Selected excerpt:
——

A State Grand Jury indicted 18-year-old Meetkumar Desai for allegedly carrying out a reckless cyberattack on 911 emergency call systems in Maricopa County. Desai is facing four felony counts of Computer Tampering.
On October 27, 2016, the Maricopa County Sheriff’s Office Cybercrimes Unit arrested Desai after 4 law enforcement agencies received more than 300 hang up 911 calls between on October 24th and October 26th, 2016. The large number of calls and the volume made by a computer malware application had the potential to shut down 911 services across Maricopa County. The 911 hang up calls were allegedly made to MCSO, Surprise PD, Chandler PD, and Avondale PD 911 emergency call centers.
The Surprise Police Department first alerted the Maricopa County Sheriff’s Office communications division of their agency receiving over 100 911 hang-up calls late Tuesday night. Surprise PD had believed that the calls were coming from smart phones and tablets. A link through Twitter was believed to be the cause of people’s phones dialing 911 over and over and not allowing them to hang up.
Cyber Crimes Detectives found a Twitter account with about 12,000 followers which encouraged followers to click on the link to see the latest post. This webpage domain was hosted out of San Francisco, California and ultimately sheriff’s detectives were able to shut it down to stop the potential immediate threat to the 911 emergency systems which could have possibly been compromised if enough users had clicked on the link. Cyber Crimes investigators identified the web page belonging to a subject by the name of “Meet Desai.”
Investigators continued monitoring Meet’s public posts and found the link posted to a you tube URL at “The real hackspot” which also redirected to Meet’s web page. The link indicated there were 1,849 clicks on that particular link. The Surprise Police Department received the over (100) hang up 911 phone calls within a matter of minutes due to this cyber-attack and were in immediate danger of losing service to their switches. The Peoria Police Department and the Maricopa County Sheriff’s Office also received a large volume of these repeated 911 hang up calls and had the potential danger of losing service throughout Maricopa County.

——

Data shown:

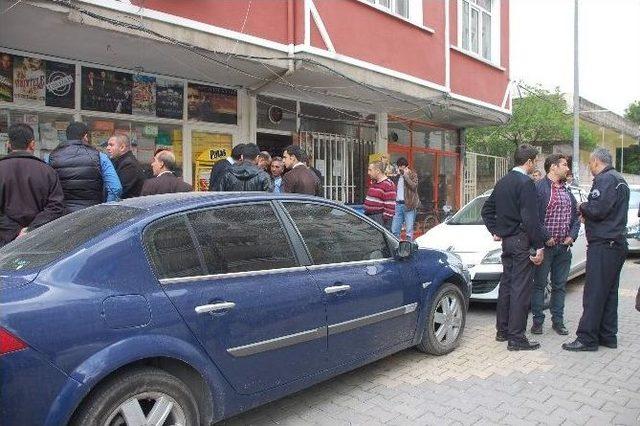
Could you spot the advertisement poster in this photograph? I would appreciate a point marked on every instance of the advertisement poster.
(6, 77)
(106, 91)
(212, 104)
(144, 95)
(60, 87)
(169, 99)
(29, 80)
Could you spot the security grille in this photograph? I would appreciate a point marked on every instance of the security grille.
(342, 160)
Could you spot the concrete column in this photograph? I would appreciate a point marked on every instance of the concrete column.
(382, 135)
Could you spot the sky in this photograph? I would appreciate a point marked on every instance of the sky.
(541, 48)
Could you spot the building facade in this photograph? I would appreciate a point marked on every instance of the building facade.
(343, 78)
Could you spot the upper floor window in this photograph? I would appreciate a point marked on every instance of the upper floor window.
(398, 7)
(476, 22)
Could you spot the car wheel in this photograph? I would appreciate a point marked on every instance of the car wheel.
(445, 322)
(140, 397)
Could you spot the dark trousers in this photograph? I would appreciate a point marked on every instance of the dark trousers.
(557, 263)
(516, 284)
(599, 322)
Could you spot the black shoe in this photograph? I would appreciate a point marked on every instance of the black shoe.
(522, 345)
(578, 346)
(536, 328)
(560, 329)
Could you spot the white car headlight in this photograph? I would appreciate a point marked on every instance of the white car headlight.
(493, 257)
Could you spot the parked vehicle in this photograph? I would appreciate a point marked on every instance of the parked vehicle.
(465, 234)
(191, 308)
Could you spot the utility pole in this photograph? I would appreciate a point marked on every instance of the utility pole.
(576, 100)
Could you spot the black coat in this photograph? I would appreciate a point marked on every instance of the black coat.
(246, 176)
(130, 173)
(217, 173)
(165, 183)
(30, 194)
(78, 167)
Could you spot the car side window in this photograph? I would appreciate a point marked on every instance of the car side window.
(171, 249)
(241, 238)
(334, 235)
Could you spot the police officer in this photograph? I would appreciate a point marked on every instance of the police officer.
(605, 218)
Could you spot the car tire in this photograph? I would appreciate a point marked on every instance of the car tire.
(122, 399)
(438, 321)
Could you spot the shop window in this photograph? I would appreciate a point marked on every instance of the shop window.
(145, 137)
(49, 129)
(212, 104)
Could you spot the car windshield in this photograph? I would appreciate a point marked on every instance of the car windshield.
(49, 242)
(634, 199)
(469, 214)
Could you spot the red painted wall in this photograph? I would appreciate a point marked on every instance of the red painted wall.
(266, 18)
(475, 79)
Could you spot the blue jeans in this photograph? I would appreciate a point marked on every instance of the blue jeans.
(557, 262)
(403, 215)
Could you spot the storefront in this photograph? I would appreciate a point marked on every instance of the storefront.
(197, 121)
(434, 153)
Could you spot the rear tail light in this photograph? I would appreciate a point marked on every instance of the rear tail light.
(10, 343)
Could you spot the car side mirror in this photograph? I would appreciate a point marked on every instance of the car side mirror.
(406, 248)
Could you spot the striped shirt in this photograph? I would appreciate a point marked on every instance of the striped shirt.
(381, 198)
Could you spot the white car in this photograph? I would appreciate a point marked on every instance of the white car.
(465, 234)
(633, 222)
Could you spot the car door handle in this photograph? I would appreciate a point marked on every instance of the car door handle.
(337, 289)
(215, 307)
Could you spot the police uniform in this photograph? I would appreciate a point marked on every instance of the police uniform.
(605, 215)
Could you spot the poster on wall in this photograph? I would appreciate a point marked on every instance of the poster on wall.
(6, 77)
(106, 91)
(144, 95)
(212, 104)
(29, 80)
(169, 98)
(60, 86)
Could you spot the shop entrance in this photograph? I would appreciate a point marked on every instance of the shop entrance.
(273, 143)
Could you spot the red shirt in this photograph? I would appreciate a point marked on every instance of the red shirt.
(381, 198)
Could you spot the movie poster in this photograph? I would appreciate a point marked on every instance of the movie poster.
(144, 95)
(169, 99)
(6, 77)
(212, 104)
(106, 91)
(60, 86)
(29, 80)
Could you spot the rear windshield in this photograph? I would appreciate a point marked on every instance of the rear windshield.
(53, 240)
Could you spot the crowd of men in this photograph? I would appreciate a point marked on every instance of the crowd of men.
(537, 224)
(77, 175)
(393, 201)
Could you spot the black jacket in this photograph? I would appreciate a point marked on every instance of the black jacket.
(30, 194)
(130, 173)
(246, 176)
(166, 183)
(78, 167)
(512, 208)
(217, 173)
(606, 209)
(543, 187)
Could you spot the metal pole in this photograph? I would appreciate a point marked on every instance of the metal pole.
(576, 100)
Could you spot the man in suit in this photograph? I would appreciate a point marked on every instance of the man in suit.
(511, 215)
(165, 181)
(299, 179)
(220, 168)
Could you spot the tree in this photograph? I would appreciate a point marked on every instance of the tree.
(633, 112)
(540, 118)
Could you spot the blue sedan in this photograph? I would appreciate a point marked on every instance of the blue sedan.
(186, 309)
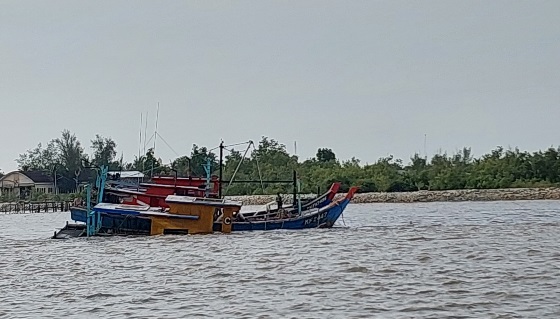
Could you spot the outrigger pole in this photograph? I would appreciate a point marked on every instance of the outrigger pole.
(294, 180)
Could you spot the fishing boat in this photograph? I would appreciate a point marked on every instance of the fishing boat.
(186, 205)
(133, 218)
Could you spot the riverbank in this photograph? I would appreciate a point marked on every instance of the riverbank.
(429, 196)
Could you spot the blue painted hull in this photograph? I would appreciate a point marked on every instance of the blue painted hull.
(116, 223)
(324, 217)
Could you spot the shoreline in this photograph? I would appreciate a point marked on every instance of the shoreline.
(462, 195)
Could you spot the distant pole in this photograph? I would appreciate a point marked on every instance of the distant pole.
(221, 168)
(295, 188)
(425, 155)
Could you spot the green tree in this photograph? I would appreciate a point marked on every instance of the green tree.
(104, 151)
(325, 155)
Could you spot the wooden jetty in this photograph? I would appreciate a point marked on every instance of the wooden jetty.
(35, 207)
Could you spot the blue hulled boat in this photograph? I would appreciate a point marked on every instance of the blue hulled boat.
(119, 219)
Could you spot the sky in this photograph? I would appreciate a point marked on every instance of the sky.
(364, 78)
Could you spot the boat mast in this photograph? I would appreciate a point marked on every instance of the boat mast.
(155, 138)
(221, 169)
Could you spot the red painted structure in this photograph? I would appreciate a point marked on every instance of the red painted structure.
(154, 194)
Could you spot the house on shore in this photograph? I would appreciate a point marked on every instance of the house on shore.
(22, 183)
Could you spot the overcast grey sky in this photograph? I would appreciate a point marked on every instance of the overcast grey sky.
(365, 78)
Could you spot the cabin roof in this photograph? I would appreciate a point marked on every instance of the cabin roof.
(127, 174)
(38, 176)
(216, 202)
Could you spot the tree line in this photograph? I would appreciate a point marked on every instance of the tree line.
(269, 160)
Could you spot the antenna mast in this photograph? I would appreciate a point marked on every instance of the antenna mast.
(155, 138)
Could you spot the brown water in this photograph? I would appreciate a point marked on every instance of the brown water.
(434, 260)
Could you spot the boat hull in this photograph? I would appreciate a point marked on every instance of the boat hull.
(324, 217)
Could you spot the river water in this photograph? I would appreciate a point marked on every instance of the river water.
(432, 260)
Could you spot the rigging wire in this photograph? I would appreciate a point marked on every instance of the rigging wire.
(237, 168)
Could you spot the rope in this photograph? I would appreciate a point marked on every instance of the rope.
(237, 168)
(258, 168)
(171, 148)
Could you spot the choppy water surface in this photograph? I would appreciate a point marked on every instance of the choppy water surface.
(435, 260)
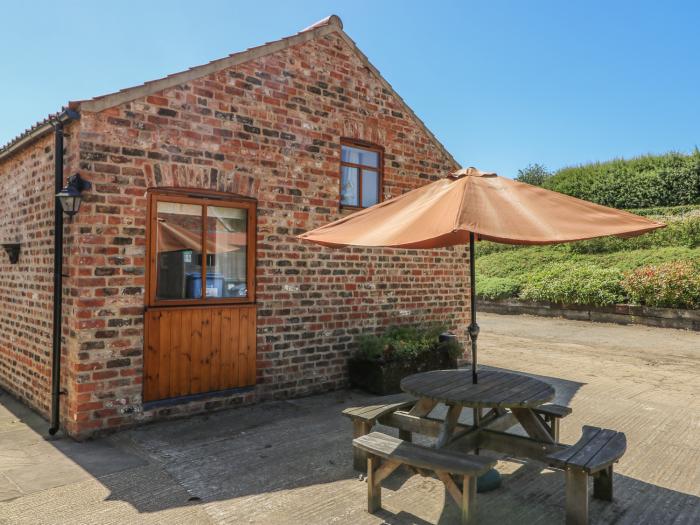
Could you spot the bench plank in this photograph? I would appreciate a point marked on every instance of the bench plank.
(597, 449)
(553, 410)
(560, 458)
(393, 449)
(371, 413)
(609, 454)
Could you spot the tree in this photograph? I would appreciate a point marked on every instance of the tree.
(534, 174)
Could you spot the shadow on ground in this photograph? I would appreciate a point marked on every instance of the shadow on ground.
(283, 462)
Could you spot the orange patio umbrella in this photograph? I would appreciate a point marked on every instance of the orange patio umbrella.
(469, 205)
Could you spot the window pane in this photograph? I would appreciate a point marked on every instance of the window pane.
(349, 184)
(227, 242)
(370, 188)
(359, 156)
(178, 251)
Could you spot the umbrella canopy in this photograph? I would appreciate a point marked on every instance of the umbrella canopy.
(470, 204)
(494, 208)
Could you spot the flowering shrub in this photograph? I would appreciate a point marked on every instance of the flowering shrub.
(675, 285)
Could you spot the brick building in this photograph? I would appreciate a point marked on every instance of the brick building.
(184, 286)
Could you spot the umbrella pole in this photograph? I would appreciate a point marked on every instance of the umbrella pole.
(473, 328)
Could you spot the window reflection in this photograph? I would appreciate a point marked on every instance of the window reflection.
(350, 189)
(359, 176)
(226, 248)
(178, 251)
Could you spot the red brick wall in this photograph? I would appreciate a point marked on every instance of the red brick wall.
(268, 129)
(26, 288)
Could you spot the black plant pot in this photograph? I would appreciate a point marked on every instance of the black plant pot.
(384, 377)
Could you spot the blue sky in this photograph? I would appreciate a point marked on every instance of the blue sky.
(502, 84)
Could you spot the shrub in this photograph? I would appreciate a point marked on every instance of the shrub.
(534, 174)
(571, 283)
(662, 180)
(497, 287)
(673, 285)
(406, 343)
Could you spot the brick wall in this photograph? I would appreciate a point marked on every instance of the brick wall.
(26, 288)
(268, 129)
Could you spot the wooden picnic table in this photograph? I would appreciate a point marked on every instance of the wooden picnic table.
(510, 398)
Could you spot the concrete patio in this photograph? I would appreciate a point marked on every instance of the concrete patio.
(289, 462)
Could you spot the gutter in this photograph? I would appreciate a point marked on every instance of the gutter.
(37, 131)
(57, 125)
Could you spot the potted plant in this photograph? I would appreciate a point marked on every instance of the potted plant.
(382, 360)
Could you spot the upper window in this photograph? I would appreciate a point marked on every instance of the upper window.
(201, 250)
(360, 175)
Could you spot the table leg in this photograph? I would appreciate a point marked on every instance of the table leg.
(448, 426)
(532, 424)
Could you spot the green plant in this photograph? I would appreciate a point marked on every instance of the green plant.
(534, 174)
(672, 179)
(405, 343)
(497, 287)
(571, 283)
(673, 285)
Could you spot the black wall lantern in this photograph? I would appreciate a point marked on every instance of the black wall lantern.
(69, 196)
(12, 249)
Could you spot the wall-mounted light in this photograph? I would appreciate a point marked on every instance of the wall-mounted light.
(69, 196)
(12, 249)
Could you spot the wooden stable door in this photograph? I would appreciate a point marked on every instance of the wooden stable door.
(196, 350)
(200, 321)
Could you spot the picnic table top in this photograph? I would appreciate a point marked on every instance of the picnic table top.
(494, 389)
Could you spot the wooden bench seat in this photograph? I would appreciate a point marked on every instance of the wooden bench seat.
(551, 414)
(365, 417)
(593, 455)
(386, 453)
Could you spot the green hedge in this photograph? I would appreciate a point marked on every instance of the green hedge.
(497, 287)
(672, 179)
(571, 283)
(675, 284)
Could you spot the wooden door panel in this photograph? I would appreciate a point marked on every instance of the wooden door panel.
(199, 349)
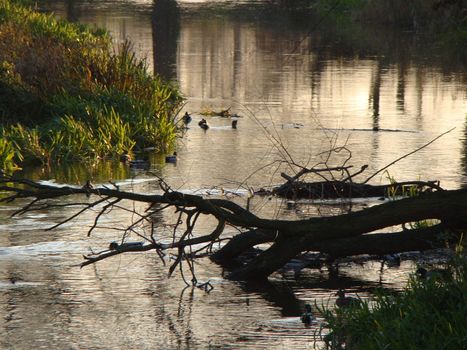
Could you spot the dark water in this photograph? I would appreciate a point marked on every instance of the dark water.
(293, 79)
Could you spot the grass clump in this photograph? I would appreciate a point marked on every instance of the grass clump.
(429, 314)
(67, 94)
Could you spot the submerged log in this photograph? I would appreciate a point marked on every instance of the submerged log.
(336, 236)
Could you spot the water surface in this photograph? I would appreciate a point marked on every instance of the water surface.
(298, 83)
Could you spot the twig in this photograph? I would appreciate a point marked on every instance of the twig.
(408, 154)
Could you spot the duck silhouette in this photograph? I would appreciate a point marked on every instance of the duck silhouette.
(139, 164)
(344, 301)
(203, 124)
(125, 157)
(307, 316)
(187, 119)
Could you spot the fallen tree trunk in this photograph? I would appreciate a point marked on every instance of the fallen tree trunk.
(337, 236)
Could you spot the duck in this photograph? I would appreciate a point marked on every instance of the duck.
(125, 157)
(139, 164)
(307, 316)
(203, 124)
(172, 158)
(125, 246)
(187, 119)
(344, 301)
(392, 260)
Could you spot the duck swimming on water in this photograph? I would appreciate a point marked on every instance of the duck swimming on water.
(203, 124)
(344, 301)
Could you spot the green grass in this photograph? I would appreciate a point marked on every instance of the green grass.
(428, 314)
(66, 94)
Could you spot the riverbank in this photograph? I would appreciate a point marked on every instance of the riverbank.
(66, 94)
(428, 314)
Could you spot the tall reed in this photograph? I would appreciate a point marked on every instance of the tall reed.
(429, 314)
(75, 96)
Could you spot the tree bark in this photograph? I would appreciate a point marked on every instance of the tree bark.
(337, 236)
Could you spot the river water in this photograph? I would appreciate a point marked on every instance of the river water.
(299, 84)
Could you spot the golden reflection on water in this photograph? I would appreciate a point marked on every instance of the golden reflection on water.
(308, 93)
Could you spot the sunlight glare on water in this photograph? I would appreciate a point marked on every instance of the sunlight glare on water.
(307, 87)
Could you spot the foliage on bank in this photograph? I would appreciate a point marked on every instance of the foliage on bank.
(428, 314)
(67, 94)
(441, 17)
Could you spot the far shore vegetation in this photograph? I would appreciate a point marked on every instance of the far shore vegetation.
(66, 94)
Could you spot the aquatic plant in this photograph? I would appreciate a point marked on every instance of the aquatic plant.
(428, 314)
(75, 95)
(8, 153)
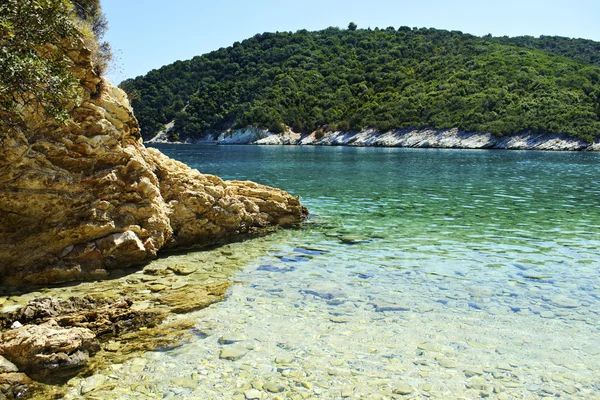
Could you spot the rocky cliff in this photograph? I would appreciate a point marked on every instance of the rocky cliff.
(407, 138)
(80, 199)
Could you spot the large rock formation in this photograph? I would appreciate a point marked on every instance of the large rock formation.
(80, 199)
(48, 350)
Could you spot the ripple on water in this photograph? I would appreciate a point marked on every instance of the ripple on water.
(419, 274)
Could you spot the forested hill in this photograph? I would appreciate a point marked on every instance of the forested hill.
(348, 79)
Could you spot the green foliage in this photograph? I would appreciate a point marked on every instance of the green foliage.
(354, 79)
(33, 69)
(35, 36)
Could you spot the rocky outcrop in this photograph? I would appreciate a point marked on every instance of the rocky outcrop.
(80, 199)
(410, 138)
(450, 139)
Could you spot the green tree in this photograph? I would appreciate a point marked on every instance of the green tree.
(35, 37)
(34, 71)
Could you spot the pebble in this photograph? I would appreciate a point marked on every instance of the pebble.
(307, 384)
(532, 387)
(252, 394)
(233, 353)
(447, 363)
(569, 389)
(547, 314)
(473, 371)
(7, 366)
(563, 301)
(403, 389)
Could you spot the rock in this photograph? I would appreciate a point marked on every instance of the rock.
(48, 350)
(470, 372)
(273, 387)
(446, 363)
(194, 297)
(231, 338)
(179, 269)
(403, 389)
(15, 385)
(563, 301)
(16, 325)
(82, 198)
(252, 394)
(101, 316)
(284, 360)
(7, 366)
(92, 383)
(570, 389)
(233, 353)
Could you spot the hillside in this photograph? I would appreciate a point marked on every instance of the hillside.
(393, 78)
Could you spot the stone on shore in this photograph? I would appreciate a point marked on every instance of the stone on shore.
(48, 350)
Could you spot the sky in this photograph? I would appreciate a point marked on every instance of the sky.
(147, 34)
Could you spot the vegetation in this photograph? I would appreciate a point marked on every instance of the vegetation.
(392, 78)
(34, 67)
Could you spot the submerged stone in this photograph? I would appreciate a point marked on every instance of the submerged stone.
(233, 353)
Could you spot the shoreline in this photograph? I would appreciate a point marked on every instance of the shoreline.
(401, 138)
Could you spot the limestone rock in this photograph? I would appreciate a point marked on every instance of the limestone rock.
(15, 385)
(81, 199)
(194, 297)
(48, 349)
(7, 366)
(102, 316)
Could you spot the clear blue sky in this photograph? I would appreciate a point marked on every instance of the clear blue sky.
(147, 34)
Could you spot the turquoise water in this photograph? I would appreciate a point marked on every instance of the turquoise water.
(419, 274)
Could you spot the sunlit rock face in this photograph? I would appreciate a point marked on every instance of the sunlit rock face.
(79, 199)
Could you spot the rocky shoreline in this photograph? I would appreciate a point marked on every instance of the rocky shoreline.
(405, 138)
(53, 338)
(83, 201)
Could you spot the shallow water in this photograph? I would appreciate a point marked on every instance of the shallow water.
(420, 274)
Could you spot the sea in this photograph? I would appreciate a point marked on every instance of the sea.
(419, 273)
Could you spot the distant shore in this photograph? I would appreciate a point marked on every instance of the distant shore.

——

Questions to answer:
A. Name every police department mentioned in the report on the 911 cyberattack.
B. Please write out everything in the report on the 911 cyberattack from "A State Grand" down to "emergency call centers.".
The listing comes from a different source than the report on the 911 cyberattack.

Answers for the tasks:
A. Surprise Police Department, Chandler PD, Avondale PD, Peoria Police Department

B.
A State Grand Jury indicted 18-year-old Meetkumar Desai for allegedly carrying out a reckless cyberattack on 911 emergency call systems in Maricopa County. Desai is facing four felony counts of Computer Tampering.
On October 27, 2016, the Maricopa County Sheriff’s Office Cybercrimes Unit arrested Desai after 4 law enforcement agencies received more than 300 hang up 911 calls between on October 24th and October 26th, 2016. The large number of calls and the volume made by a computer malware application had the potential to shut down 911 services across Maricopa County. The 911 hang up calls were allegedly made to MCSO, Surprise PD, Chandler PD, and Avondale PD 911 emergency call centers.